Named object pointing entries:
▼

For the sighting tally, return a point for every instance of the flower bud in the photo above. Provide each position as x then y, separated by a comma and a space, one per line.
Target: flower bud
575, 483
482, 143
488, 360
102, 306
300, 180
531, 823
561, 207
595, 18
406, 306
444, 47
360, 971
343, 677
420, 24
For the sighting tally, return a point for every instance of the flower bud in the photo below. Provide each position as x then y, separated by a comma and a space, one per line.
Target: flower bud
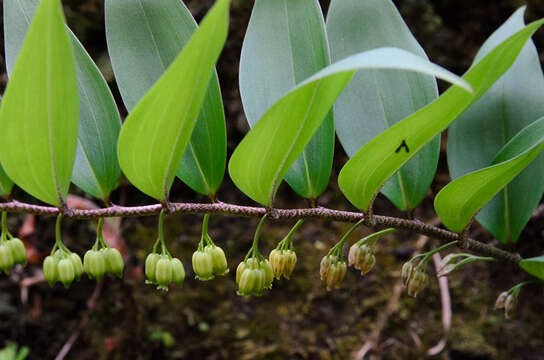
291, 260
268, 274
151, 267
114, 262
78, 266
219, 259
418, 282
94, 264
178, 272
509, 305
407, 269
66, 271
17, 250
6, 259
202, 265
325, 265
163, 273
354, 255
335, 275
501, 300
275, 258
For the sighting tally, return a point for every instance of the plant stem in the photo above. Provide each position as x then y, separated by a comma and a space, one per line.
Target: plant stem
161, 233
432, 252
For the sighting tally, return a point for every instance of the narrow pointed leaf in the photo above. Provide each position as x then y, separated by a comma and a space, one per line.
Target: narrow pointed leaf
534, 266
96, 169
459, 201
512, 103
366, 172
285, 43
375, 100
5, 182
144, 37
156, 133
39, 115
262, 159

▲

■ **What you will do**: Output every entry verbatim. Pictures do not belong in the copy.

■ **Problem solution**:
For the sighting tally, return a point for every instance of the flower bud in the photo above. Provide each position as x then y, separated by a comma and a space, one per line.
Target: flower bud
575, 483
482, 143
488, 360
102, 306
300, 180
531, 823
561, 207
595, 18
406, 306
444, 47
360, 971
343, 677
420, 24
For the sighting tally, return a point for every instance of the flower bud in the photo below. Provide each position as x then y, separated by a comma and a space, one per line.
Target: flower bud
291, 260
268, 274
151, 267
114, 262
78, 266
219, 259
418, 282
94, 264
178, 272
509, 305
407, 269
66, 271
17, 250
6, 259
202, 265
325, 265
163, 273
354, 255
335, 275
501, 300
275, 258
For the sighting tally, return a point for every instance of the plant stem in the photo above. Provide each position as x then y, separated by a comma and a space, one per line.
Target: plant stem
161, 233
432, 252
For the sighting tally, return a point for every instance of the narrow pointed leaf in the photo above. Provide each position as x then y, separated by a comma and a space, one per line.
Target: narrow pointed leaf
534, 266
96, 169
459, 201
512, 103
366, 172
285, 43
375, 100
5, 182
144, 37
156, 133
39, 115
262, 159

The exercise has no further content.